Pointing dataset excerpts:

================================

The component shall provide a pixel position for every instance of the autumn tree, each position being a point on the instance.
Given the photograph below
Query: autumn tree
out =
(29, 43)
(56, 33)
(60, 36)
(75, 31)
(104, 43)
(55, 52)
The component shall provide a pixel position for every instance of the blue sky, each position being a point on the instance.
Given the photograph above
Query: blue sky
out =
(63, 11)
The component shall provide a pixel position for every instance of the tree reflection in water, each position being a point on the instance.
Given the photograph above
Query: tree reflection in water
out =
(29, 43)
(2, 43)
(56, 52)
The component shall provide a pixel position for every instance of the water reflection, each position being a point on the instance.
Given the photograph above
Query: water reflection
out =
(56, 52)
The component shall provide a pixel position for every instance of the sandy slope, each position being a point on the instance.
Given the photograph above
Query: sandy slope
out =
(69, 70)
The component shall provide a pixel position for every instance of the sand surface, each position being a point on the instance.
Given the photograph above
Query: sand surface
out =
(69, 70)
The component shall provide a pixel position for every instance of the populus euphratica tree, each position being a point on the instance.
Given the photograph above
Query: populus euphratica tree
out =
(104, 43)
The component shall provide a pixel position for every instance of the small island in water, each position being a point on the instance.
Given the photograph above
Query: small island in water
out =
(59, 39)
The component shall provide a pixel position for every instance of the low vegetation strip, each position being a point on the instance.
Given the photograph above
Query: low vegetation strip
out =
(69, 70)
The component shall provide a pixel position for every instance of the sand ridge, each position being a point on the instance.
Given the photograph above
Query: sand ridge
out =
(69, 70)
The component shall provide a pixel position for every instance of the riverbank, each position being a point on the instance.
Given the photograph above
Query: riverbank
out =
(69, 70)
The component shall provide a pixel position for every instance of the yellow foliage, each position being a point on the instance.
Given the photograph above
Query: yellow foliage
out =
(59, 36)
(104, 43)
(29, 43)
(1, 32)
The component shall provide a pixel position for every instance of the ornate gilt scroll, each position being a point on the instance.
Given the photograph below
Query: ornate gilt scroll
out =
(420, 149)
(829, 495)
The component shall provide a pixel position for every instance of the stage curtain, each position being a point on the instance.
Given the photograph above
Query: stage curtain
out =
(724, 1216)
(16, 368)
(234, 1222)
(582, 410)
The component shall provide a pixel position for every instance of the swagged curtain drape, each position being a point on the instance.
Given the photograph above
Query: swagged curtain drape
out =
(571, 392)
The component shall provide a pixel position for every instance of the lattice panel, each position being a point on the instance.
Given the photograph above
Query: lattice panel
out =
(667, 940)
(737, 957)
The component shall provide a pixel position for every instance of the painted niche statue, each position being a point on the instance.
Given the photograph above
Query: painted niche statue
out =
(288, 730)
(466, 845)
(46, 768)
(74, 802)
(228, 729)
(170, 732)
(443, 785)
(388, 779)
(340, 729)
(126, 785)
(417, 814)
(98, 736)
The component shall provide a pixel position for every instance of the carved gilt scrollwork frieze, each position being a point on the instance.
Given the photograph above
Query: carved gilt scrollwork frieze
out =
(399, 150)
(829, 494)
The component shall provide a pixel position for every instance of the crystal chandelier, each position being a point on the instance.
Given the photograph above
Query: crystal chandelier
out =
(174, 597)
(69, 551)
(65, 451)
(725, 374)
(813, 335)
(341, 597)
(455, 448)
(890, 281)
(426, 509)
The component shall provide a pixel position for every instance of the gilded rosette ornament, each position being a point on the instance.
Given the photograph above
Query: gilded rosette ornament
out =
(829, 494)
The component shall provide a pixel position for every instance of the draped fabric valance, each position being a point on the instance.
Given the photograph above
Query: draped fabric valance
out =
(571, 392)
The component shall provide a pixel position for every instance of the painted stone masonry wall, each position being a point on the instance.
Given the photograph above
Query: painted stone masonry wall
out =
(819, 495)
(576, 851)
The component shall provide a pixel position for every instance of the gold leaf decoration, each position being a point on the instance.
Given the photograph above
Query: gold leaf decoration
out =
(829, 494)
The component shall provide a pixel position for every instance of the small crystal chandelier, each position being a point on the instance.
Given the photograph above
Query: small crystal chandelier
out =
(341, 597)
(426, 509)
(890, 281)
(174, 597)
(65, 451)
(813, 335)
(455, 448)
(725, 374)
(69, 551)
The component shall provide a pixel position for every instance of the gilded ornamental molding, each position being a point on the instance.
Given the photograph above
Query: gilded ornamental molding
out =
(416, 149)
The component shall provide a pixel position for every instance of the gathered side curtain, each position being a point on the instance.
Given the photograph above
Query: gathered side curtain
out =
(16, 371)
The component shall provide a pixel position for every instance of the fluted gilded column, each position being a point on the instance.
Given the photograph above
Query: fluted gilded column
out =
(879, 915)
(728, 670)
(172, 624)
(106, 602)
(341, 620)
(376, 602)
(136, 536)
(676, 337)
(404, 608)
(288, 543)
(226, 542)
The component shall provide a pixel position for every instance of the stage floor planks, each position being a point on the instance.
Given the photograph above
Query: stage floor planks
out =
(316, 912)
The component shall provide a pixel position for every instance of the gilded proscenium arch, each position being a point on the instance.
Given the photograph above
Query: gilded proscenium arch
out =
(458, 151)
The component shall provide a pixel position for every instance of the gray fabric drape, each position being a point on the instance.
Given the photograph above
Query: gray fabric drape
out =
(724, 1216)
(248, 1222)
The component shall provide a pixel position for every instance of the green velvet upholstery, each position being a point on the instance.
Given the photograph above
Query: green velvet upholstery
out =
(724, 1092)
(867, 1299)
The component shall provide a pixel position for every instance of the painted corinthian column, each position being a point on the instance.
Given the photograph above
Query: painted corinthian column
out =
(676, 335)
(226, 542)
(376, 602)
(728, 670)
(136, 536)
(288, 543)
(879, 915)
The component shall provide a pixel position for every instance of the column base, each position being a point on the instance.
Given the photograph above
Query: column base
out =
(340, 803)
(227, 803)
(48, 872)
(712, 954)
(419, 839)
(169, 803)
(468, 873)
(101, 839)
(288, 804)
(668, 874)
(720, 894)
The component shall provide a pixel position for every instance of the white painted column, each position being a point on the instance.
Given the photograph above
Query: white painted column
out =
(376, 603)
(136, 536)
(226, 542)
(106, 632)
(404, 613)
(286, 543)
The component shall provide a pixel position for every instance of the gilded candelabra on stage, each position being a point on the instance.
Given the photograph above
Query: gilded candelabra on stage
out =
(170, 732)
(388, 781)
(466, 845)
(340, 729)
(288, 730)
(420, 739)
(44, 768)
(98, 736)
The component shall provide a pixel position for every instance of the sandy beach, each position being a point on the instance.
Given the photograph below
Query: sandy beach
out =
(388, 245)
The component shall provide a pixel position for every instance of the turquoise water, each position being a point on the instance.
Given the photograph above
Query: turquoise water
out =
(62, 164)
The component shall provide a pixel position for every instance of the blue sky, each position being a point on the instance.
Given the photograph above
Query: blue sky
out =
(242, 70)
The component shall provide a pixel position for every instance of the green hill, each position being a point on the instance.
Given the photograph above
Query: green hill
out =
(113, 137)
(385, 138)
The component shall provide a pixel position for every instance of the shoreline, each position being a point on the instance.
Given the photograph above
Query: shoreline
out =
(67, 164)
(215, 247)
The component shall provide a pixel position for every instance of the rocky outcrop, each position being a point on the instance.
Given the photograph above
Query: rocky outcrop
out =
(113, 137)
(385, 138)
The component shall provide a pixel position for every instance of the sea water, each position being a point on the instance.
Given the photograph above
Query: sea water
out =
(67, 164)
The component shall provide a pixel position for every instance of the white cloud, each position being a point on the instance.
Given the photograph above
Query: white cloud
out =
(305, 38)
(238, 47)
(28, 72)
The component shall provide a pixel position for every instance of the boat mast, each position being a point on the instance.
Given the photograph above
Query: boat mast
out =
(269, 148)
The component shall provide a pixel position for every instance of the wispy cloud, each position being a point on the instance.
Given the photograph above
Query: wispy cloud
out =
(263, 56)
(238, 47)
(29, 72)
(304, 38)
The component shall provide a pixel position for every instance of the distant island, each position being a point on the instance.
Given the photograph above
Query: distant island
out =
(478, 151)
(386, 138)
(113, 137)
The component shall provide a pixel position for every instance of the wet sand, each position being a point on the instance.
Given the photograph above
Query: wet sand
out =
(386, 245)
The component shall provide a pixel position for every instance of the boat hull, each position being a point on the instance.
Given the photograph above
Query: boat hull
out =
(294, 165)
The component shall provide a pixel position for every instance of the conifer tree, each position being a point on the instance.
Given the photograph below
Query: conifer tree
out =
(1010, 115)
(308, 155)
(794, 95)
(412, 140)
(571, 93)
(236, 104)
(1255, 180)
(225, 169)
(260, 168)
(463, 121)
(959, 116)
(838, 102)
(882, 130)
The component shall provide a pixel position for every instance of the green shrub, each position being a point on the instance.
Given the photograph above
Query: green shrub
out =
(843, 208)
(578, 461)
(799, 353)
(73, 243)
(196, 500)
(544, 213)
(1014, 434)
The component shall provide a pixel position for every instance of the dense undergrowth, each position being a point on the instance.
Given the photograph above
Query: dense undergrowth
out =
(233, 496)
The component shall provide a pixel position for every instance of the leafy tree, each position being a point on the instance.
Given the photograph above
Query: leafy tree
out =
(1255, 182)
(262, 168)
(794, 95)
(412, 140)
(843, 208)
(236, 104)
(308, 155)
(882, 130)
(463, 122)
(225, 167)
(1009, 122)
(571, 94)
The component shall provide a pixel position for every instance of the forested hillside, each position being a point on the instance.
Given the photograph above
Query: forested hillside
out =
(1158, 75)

================================

● TASK BRIEF
From the line that contains "green shrub, each" to the last line of the material above, repeat every line exactly, keeping both the first and the last.

● REPLY
The component shall provide a pixel position for every instance of the green shrub, each position being a point on the instance.
Given the photograph above
Query: green shrub
out =
(843, 208)
(578, 461)
(799, 353)
(73, 243)
(196, 500)
(544, 213)
(1014, 434)
The component shall provide a pixel position for every instance of the dense undergrowth, each position being a point on the instance.
Given the photograph above
Query: dense undergrowth
out =
(233, 496)
The component shall provide a pixel position for every instance of the leafy tree, each position being a point on the instance.
Given the photograph above
Query: leafy tree
out =
(1255, 182)
(262, 168)
(794, 95)
(412, 140)
(843, 208)
(236, 104)
(308, 155)
(882, 130)
(463, 122)
(225, 167)
(1009, 122)
(571, 94)
The component shall provide a pixel position for every instance of the forested hillside, each position being a point on the instance.
Given the photograph above
Query: forested hillside
out =
(1158, 75)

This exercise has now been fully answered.